| Referring expression pointing data |

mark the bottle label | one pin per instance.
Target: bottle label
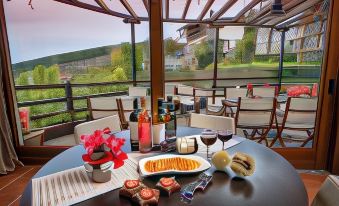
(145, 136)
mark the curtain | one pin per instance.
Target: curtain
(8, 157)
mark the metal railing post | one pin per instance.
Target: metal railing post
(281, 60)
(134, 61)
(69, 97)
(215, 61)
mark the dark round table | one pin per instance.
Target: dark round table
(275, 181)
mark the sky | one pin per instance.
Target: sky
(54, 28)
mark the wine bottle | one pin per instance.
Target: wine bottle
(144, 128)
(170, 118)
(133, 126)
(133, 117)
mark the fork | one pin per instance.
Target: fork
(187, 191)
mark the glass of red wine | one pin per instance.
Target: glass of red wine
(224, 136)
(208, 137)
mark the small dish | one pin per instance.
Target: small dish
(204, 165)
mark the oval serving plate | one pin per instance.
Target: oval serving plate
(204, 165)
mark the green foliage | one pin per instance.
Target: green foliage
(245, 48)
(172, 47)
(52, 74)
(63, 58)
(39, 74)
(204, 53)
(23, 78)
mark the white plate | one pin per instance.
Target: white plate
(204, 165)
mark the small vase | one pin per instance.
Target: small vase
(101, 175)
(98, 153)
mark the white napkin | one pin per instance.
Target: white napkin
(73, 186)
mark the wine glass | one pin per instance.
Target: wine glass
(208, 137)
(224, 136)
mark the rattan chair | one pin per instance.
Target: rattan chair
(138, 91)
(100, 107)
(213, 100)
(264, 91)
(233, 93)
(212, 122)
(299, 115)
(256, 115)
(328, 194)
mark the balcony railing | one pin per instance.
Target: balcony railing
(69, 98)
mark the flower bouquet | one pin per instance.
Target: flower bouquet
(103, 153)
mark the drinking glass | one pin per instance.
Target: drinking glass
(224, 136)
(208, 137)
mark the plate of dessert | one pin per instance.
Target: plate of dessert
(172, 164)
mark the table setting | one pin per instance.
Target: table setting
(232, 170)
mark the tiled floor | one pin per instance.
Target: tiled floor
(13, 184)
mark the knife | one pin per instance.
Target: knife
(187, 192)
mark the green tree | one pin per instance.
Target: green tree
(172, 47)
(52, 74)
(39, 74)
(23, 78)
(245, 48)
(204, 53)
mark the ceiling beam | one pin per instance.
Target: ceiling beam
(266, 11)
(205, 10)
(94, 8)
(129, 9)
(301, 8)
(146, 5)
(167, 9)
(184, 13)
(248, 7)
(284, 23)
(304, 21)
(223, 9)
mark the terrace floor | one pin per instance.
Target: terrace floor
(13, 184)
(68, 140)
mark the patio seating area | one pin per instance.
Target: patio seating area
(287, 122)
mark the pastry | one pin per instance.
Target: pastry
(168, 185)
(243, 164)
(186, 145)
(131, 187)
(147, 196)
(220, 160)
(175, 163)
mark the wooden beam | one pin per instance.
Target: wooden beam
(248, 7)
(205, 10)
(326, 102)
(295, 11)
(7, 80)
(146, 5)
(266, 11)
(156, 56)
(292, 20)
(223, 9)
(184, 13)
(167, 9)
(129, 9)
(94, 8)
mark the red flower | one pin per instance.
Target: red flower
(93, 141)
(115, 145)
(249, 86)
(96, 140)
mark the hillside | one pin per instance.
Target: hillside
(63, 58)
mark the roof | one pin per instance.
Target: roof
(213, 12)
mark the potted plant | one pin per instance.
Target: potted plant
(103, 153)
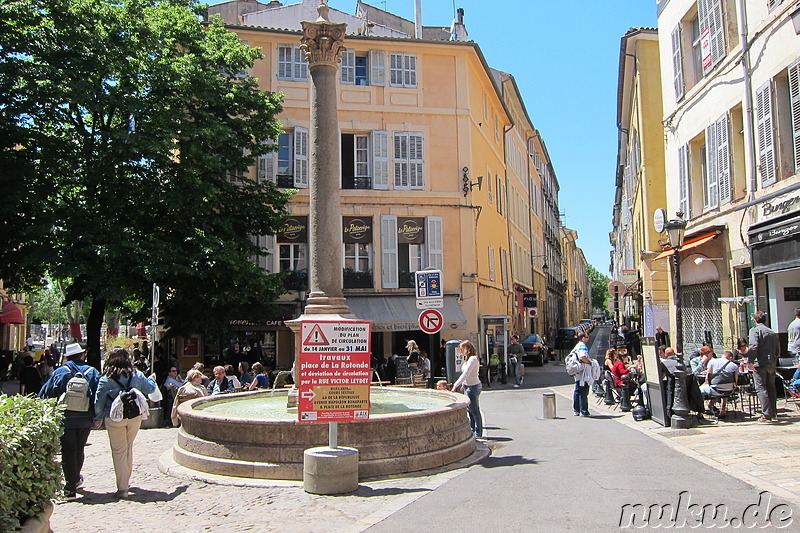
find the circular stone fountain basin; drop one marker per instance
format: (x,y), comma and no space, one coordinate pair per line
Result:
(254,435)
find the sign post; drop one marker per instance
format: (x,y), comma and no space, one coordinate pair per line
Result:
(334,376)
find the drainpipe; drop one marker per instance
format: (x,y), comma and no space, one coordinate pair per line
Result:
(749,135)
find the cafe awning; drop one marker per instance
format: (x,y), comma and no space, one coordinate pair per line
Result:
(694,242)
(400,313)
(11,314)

---

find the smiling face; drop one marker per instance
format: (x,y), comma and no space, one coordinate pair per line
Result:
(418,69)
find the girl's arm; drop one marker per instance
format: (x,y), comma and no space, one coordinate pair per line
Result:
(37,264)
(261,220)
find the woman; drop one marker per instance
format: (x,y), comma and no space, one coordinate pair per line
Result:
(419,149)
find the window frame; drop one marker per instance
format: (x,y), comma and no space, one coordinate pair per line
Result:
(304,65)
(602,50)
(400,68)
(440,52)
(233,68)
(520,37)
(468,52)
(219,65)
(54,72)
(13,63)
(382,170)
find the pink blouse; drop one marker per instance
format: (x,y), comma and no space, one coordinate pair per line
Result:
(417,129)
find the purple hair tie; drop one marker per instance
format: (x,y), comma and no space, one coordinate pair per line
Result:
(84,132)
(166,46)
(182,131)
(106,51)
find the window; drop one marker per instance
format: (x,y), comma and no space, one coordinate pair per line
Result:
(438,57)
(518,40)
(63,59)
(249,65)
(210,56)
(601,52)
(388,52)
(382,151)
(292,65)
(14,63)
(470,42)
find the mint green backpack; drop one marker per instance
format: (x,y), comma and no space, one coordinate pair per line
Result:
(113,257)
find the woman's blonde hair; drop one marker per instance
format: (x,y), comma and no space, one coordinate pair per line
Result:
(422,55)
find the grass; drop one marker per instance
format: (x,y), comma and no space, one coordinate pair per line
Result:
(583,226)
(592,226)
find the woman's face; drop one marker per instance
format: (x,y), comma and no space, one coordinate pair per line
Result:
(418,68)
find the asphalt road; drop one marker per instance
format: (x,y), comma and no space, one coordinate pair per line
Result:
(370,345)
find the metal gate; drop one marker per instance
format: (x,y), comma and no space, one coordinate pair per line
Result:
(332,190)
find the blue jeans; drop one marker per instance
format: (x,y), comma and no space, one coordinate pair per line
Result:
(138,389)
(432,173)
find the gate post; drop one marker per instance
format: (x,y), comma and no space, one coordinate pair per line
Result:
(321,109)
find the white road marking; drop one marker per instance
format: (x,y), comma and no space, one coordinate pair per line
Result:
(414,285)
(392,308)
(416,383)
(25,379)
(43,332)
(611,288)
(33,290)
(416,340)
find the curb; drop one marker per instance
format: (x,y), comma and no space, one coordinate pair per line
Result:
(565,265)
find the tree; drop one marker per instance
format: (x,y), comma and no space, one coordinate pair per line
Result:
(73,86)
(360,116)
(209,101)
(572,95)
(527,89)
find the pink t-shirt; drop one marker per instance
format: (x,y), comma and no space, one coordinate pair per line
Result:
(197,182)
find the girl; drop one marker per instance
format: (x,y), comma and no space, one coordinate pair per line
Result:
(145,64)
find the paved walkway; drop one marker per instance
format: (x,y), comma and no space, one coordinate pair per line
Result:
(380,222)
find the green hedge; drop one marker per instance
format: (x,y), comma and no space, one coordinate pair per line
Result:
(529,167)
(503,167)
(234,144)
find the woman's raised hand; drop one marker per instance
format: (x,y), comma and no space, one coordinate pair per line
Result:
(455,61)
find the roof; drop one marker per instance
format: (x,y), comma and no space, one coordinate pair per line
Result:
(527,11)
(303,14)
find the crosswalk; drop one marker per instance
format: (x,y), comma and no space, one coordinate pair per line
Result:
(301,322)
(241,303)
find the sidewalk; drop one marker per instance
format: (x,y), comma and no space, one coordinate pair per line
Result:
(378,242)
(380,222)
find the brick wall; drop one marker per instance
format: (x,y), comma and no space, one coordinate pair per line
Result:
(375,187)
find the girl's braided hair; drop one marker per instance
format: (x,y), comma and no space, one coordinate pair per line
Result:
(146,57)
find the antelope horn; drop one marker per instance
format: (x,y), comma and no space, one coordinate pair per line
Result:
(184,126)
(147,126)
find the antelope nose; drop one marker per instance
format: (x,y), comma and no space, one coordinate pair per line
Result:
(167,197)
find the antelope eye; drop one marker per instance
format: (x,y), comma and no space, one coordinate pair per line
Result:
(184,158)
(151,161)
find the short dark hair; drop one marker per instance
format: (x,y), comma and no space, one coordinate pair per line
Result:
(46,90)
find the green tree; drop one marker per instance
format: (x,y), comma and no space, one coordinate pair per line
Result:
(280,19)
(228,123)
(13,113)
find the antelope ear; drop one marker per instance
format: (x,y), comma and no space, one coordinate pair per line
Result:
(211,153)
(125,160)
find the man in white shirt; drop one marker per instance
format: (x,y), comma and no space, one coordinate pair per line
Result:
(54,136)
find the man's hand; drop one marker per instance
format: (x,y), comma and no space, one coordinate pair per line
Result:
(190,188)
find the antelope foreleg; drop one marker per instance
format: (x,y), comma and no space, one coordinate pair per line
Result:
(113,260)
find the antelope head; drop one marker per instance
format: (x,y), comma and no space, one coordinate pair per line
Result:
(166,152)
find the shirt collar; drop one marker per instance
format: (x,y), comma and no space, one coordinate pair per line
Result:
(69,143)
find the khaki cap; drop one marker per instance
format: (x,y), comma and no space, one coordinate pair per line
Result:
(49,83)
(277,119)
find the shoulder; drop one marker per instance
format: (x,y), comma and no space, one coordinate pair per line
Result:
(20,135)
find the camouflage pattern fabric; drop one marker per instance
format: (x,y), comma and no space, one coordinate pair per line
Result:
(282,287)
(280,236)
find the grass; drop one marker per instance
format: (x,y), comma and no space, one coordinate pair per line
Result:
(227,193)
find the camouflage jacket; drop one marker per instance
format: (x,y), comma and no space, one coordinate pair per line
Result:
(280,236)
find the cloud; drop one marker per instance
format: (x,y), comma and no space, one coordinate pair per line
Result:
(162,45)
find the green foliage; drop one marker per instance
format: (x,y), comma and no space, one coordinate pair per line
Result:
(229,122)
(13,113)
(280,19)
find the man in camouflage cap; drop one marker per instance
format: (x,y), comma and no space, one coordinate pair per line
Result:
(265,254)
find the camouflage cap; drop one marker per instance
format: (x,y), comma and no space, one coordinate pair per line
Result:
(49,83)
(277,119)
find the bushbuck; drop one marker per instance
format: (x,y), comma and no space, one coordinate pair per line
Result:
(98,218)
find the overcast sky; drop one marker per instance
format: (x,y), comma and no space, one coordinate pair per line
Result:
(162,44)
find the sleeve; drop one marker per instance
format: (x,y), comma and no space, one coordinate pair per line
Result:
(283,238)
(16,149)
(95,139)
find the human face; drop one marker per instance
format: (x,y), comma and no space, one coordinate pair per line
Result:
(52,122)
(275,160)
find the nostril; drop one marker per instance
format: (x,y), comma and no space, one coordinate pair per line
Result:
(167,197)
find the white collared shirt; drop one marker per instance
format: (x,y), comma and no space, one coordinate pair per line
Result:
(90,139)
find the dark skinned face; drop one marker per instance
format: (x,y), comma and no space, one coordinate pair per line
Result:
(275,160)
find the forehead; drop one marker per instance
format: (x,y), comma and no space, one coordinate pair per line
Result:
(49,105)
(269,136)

==

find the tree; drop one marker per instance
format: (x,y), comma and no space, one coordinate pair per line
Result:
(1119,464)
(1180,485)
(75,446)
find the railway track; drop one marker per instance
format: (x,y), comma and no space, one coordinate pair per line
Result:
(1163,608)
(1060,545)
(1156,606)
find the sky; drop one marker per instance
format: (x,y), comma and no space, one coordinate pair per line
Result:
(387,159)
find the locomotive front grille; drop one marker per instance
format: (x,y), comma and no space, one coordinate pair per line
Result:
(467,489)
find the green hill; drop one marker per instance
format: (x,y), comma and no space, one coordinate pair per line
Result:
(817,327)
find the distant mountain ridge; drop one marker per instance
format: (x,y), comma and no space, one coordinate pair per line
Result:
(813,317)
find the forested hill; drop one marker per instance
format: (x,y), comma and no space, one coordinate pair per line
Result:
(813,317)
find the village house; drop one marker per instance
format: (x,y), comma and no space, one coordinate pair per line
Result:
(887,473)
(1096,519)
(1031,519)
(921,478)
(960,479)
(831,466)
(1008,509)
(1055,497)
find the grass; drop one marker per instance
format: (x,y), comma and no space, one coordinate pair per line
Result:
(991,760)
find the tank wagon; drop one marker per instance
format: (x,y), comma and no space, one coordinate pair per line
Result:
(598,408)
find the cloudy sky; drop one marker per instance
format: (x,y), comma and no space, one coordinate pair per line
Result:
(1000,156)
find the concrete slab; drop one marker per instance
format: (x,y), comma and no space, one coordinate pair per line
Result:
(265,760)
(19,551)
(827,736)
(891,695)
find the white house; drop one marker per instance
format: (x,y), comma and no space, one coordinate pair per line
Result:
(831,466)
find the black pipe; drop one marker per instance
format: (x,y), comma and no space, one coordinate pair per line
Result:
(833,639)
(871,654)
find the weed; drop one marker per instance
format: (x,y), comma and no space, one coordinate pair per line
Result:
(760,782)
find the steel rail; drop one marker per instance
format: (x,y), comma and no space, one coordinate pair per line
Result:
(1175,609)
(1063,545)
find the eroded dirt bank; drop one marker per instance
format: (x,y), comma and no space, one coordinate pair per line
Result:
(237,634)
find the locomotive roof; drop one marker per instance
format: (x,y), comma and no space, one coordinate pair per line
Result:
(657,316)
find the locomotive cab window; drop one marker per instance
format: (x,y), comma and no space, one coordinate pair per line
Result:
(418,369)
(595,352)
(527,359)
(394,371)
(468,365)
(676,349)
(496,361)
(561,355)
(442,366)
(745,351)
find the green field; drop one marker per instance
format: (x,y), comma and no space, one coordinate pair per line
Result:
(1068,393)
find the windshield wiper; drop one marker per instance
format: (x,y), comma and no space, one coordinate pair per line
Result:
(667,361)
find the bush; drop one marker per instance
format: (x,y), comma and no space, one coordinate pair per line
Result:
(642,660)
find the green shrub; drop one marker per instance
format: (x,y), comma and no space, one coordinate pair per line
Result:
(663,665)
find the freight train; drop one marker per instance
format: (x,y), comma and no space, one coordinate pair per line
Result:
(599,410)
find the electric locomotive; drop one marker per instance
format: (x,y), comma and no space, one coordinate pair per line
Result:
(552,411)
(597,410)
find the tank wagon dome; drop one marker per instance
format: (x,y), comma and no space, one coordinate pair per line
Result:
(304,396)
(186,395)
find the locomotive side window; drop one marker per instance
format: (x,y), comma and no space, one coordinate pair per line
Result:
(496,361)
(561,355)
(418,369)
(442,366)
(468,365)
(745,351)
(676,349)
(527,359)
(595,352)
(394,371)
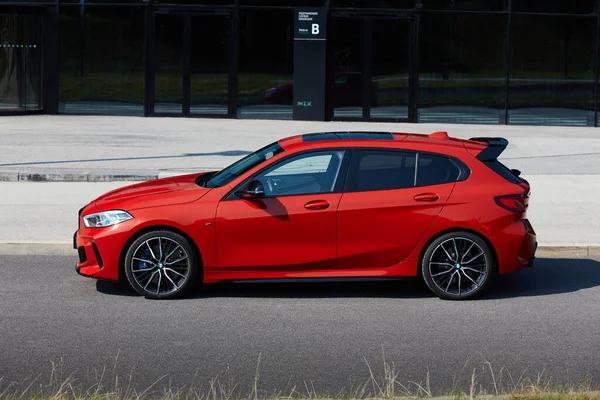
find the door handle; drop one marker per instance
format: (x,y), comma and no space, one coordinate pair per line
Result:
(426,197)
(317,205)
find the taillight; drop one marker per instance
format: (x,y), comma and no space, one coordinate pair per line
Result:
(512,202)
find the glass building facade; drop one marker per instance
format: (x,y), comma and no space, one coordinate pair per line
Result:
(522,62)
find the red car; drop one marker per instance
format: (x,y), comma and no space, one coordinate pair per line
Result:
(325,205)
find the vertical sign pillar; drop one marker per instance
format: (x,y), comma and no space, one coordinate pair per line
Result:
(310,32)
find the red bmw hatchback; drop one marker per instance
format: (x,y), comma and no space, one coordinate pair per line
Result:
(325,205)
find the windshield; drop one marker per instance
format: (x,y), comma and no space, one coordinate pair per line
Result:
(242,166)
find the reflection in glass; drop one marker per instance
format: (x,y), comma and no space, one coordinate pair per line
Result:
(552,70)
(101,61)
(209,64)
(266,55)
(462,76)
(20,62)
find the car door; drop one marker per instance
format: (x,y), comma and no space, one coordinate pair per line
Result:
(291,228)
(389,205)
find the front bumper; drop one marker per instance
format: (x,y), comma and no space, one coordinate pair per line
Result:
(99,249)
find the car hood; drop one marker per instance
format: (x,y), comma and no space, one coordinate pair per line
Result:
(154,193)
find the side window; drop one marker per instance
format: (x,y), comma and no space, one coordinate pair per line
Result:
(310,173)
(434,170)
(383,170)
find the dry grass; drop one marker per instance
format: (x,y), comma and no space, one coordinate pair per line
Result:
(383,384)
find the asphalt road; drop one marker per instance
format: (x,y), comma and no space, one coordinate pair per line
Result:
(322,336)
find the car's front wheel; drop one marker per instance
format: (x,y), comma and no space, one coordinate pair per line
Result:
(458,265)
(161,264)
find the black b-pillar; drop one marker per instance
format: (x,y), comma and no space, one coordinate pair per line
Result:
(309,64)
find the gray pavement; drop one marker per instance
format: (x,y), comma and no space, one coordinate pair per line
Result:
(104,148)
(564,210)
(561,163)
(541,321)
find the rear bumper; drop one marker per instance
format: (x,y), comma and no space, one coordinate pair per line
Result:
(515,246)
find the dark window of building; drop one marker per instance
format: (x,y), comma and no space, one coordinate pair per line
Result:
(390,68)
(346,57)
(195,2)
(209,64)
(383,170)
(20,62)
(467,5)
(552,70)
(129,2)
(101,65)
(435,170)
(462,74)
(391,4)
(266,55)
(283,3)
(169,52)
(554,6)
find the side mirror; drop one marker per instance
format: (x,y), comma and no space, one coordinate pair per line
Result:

| Exercise directions |
Out of the records above, return only the lines from the one with "mark the bottle label | one pin per instance." through the one with "mark the table", exactly, and none of the pictures.

| Answer area |
mark the bottle label | one pin per instance.
Target: bottle label
(145, 136)
mark the curtain | one pin per instance.
Target: curtain
(8, 157)
mark the metal railing post | one pin per instance.
Target: metal railing post
(281, 60)
(134, 61)
(69, 97)
(215, 61)
mark the dark round table | one pin per instance.
Target: dark round table
(275, 181)
mark the sky | one pin per instance.
Target: sky
(54, 28)
mark the wine bottle | one pin per instance.
Target: wine bottle
(144, 128)
(170, 118)
(133, 126)
(133, 117)
mark the fork | one pin per instance.
Target: fork
(187, 191)
mark the glass of red wine | one pin per instance.
Target: glass of red wine
(224, 136)
(208, 137)
mark the small dish | one pin per instance.
Target: small dish
(204, 165)
mark the oval serving plate | one pin per instance.
Target: oval serving plate
(204, 165)
mark the green foliage | one pin per instance.
Target: green foliage
(245, 48)
(172, 47)
(52, 74)
(63, 58)
(39, 74)
(204, 53)
(23, 78)
mark the white plate | one pin per instance.
Target: white plate
(204, 165)
mark the small vase | one pin per instance.
Target: small vase
(101, 175)
(98, 153)
mark the white napkin | one pin per instance.
Target: white napkin
(73, 186)
mark the wine glass | one pin per instance.
Target: wine glass
(208, 137)
(224, 136)
mark the rattan chair | one pin per instance.
Target: rattan chair
(138, 91)
(100, 107)
(213, 100)
(264, 91)
(233, 93)
(212, 122)
(299, 115)
(256, 115)
(328, 194)
mark the balcony railing | one pin per instance.
Target: balcony railing
(69, 98)
mark the flower bouquet | one pin per instance.
Target: flower bouquet
(103, 153)
mark the drinking glass | one pin per instance.
Target: drinking glass
(224, 136)
(208, 137)
mark the plate of dessert | one pin per instance.
Target: plate of dessert
(172, 164)
mark the table setting | one pin per instance.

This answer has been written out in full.